What to produce ->
Begin at the line containing "Tag the distant" and copy exactly through the last line of the listing, skipping every picture.

---+---

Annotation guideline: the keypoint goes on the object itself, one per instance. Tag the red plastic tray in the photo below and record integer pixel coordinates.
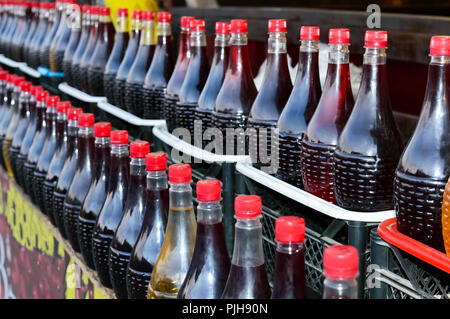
(388, 231)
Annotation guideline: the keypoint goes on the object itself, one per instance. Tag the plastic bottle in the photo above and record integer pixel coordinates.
(328, 121)
(237, 93)
(299, 108)
(82, 178)
(289, 276)
(340, 263)
(58, 159)
(100, 55)
(247, 278)
(136, 76)
(48, 150)
(130, 225)
(272, 97)
(68, 171)
(178, 74)
(128, 59)
(207, 99)
(176, 252)
(112, 210)
(210, 264)
(149, 243)
(424, 167)
(161, 68)
(96, 195)
(370, 144)
(117, 54)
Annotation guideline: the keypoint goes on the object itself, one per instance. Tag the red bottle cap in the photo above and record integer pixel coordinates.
(440, 45)
(86, 120)
(208, 190)
(51, 101)
(25, 86)
(223, 27)
(180, 173)
(42, 96)
(122, 12)
(247, 206)
(63, 107)
(375, 38)
(290, 229)
(339, 36)
(185, 21)
(340, 262)
(310, 33)
(156, 161)
(164, 17)
(147, 15)
(238, 26)
(119, 137)
(138, 149)
(102, 129)
(73, 113)
(277, 25)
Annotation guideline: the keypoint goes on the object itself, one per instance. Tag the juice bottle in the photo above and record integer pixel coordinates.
(370, 144)
(74, 39)
(48, 150)
(57, 162)
(237, 93)
(117, 54)
(86, 30)
(247, 278)
(89, 51)
(340, 263)
(210, 264)
(62, 37)
(299, 108)
(128, 59)
(178, 74)
(207, 99)
(424, 167)
(31, 155)
(68, 171)
(82, 178)
(195, 77)
(289, 276)
(112, 210)
(96, 195)
(131, 223)
(101, 53)
(334, 108)
(144, 55)
(161, 68)
(149, 243)
(175, 256)
(17, 97)
(272, 97)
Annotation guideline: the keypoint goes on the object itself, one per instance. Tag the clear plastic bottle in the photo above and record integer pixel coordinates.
(247, 278)
(176, 253)
(340, 263)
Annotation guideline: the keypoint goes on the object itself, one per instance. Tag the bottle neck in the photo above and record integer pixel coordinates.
(248, 249)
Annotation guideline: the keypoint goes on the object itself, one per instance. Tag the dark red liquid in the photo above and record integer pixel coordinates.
(94, 201)
(321, 137)
(424, 167)
(149, 243)
(289, 277)
(79, 187)
(210, 264)
(295, 117)
(247, 283)
(157, 77)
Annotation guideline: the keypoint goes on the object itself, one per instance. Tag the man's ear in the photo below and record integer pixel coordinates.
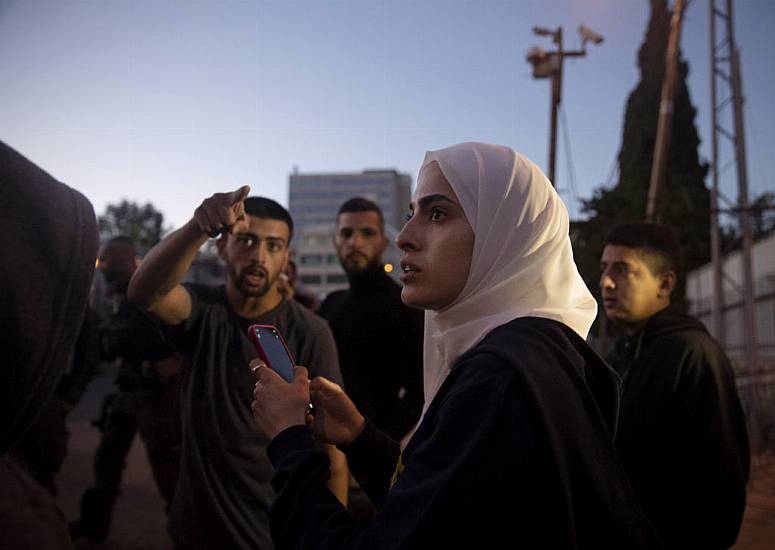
(667, 282)
(220, 244)
(385, 243)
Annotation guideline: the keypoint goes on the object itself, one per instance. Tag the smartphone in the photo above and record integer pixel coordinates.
(272, 350)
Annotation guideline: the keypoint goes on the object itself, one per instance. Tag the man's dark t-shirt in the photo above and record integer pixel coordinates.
(380, 350)
(223, 492)
(682, 434)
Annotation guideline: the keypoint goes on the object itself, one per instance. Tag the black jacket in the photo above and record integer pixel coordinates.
(379, 340)
(682, 434)
(514, 451)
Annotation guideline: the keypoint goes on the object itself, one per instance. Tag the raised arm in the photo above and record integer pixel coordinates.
(155, 286)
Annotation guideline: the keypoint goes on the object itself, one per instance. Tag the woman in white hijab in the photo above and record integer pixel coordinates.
(515, 443)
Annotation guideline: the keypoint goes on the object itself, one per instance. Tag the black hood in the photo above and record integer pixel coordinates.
(672, 319)
(48, 253)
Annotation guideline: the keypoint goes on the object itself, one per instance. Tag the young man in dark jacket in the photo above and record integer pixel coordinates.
(681, 433)
(379, 339)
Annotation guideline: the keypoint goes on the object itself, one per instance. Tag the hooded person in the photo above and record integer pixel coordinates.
(515, 443)
(50, 245)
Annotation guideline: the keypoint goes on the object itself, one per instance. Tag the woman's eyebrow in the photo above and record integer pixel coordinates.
(429, 199)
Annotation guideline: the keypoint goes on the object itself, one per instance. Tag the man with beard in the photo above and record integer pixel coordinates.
(145, 398)
(225, 490)
(681, 435)
(379, 339)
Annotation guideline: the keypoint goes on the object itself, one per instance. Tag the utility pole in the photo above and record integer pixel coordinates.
(549, 65)
(662, 144)
(725, 55)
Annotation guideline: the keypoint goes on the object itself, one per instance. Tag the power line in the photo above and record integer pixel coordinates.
(569, 157)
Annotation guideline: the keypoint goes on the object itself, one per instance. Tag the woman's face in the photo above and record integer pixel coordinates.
(437, 242)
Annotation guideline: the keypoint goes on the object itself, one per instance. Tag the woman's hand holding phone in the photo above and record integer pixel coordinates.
(337, 420)
(277, 404)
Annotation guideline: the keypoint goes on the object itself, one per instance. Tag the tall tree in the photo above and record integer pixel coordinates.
(143, 223)
(684, 201)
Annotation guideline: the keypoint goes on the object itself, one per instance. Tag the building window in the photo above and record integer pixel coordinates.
(311, 259)
(336, 279)
(311, 279)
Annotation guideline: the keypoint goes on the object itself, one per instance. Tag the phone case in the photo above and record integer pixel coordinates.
(262, 354)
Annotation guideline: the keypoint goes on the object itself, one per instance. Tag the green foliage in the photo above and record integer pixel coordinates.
(144, 224)
(684, 201)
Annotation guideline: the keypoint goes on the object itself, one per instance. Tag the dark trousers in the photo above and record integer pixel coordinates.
(152, 409)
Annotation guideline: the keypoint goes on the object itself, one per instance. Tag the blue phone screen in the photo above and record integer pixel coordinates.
(276, 354)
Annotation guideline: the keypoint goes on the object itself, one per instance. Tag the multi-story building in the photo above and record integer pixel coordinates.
(314, 200)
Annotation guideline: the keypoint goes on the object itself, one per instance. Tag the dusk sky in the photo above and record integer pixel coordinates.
(171, 101)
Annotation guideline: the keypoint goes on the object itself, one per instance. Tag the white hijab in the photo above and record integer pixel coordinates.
(522, 263)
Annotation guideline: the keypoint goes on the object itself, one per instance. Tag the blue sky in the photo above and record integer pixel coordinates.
(171, 101)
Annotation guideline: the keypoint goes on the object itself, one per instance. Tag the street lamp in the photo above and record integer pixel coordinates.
(549, 65)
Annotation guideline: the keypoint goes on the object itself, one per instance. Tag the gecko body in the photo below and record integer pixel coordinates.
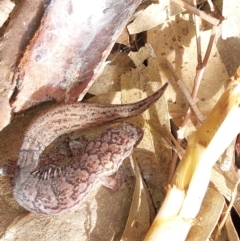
(52, 189)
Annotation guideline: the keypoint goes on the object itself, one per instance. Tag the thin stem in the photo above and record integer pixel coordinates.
(197, 12)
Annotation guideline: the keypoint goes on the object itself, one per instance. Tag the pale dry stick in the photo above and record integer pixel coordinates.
(198, 12)
(185, 91)
(234, 195)
(197, 80)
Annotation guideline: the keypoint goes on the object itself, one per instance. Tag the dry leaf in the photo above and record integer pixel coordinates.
(6, 6)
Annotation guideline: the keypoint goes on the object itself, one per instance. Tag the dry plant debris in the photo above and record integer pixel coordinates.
(177, 37)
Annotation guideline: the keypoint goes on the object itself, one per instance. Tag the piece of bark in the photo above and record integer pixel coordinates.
(69, 50)
(24, 21)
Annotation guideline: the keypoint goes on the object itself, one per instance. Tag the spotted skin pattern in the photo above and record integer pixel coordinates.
(52, 189)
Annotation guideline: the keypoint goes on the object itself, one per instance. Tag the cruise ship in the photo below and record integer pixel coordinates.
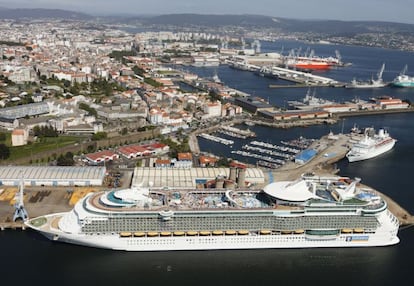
(373, 83)
(403, 80)
(371, 145)
(311, 211)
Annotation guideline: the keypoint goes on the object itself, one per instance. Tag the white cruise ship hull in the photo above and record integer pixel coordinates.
(384, 236)
(370, 153)
(222, 242)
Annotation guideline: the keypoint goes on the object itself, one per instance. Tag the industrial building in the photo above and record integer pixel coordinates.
(52, 176)
(305, 156)
(191, 178)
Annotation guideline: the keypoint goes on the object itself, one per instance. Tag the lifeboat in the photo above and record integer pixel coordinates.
(166, 214)
(265, 231)
(204, 233)
(165, 233)
(152, 233)
(125, 234)
(243, 232)
(230, 232)
(139, 234)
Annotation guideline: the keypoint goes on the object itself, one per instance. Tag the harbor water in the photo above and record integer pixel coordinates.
(27, 257)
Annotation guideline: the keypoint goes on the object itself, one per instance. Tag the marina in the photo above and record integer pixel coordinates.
(216, 139)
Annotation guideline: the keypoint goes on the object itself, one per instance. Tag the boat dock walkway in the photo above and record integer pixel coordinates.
(303, 77)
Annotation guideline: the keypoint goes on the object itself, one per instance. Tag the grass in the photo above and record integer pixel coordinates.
(45, 144)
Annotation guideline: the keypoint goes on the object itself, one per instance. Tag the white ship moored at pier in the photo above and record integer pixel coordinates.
(309, 212)
(371, 145)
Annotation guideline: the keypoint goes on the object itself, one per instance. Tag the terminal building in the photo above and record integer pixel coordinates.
(55, 176)
(191, 178)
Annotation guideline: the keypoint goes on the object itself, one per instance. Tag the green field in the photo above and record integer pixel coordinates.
(44, 144)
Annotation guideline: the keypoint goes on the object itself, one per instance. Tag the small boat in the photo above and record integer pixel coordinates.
(265, 231)
(243, 232)
(125, 234)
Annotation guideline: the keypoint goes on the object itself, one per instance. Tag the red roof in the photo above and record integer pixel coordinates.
(238, 165)
(103, 155)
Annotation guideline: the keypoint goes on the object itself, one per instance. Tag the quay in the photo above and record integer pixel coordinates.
(330, 149)
(12, 225)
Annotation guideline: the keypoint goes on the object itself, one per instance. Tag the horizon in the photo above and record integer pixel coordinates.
(352, 10)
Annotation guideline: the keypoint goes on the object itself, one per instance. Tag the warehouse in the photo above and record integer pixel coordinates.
(194, 177)
(52, 176)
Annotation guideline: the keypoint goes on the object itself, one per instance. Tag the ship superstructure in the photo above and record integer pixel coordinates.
(371, 145)
(309, 212)
(403, 80)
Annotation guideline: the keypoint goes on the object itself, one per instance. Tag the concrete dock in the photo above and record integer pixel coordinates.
(331, 148)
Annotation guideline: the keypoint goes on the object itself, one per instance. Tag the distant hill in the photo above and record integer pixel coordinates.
(287, 25)
(6, 13)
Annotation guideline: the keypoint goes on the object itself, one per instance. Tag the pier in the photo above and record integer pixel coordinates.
(12, 225)
(303, 77)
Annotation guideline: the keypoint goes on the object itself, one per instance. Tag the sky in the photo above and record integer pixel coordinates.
(348, 10)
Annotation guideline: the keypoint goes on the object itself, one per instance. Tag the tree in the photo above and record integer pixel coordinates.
(4, 152)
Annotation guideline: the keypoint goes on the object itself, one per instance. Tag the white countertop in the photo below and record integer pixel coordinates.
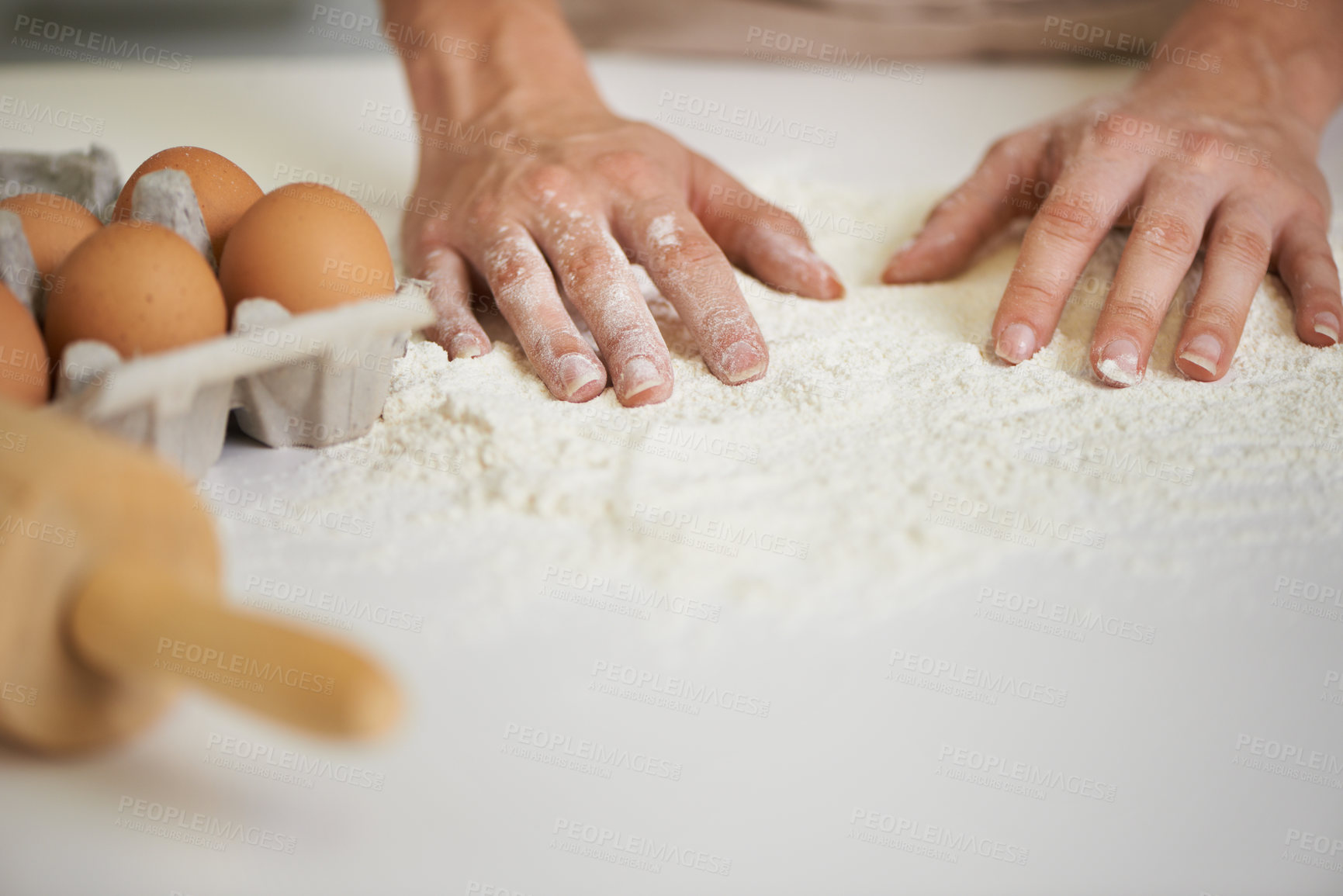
(1157, 774)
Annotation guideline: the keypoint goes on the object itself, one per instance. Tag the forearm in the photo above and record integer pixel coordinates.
(528, 58)
(1286, 55)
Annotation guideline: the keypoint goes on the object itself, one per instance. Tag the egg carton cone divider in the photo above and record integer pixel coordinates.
(110, 604)
(294, 379)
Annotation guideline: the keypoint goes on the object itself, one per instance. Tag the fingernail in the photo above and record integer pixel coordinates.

---+---

Response below ->
Annotation guideline: the keypoint goes on the object itself, one per instance. Tag the distant hill in the photo above and record integer pixel coordinates.
(287, 25)
(6, 13)
Annotation guideline: the keypoint goes on the object itself, one per instance. Tag the pier in the photo above and record integer pixel coordinates.
(12, 225)
(303, 77)
Annotation guideline: the keypoint goes on the object itself, one per instance. Tag the sky in the photo above and record integer pixel coordinates.
(348, 10)
Annotation guideline: the keypoint goes on the object itself, one per instance. Tag the tree in the photo above and record integer pixel coordinates.
(4, 152)
Annotation guideline: the keypoint goes on the object itself, one per instance. Tag the white countertop in the photo below and record integer pixel coordinates.
(1157, 774)
Annotation guideline: the keypoint goes on the object itself, one per instance. Tag the forearm in the photo above and record integer pixel coordinates.
(528, 58)
(1286, 55)
Annotation guideline: the keypoint goes on the object itself, one per instance. Tag the egg carton cone divider in the photo above and record integer pixel coordinates.
(110, 604)
(294, 379)
Annotation guideline: the keypoint goes on the object itself, one per instance. Tag the fingernail in the photo above and record integer pixel coordinates.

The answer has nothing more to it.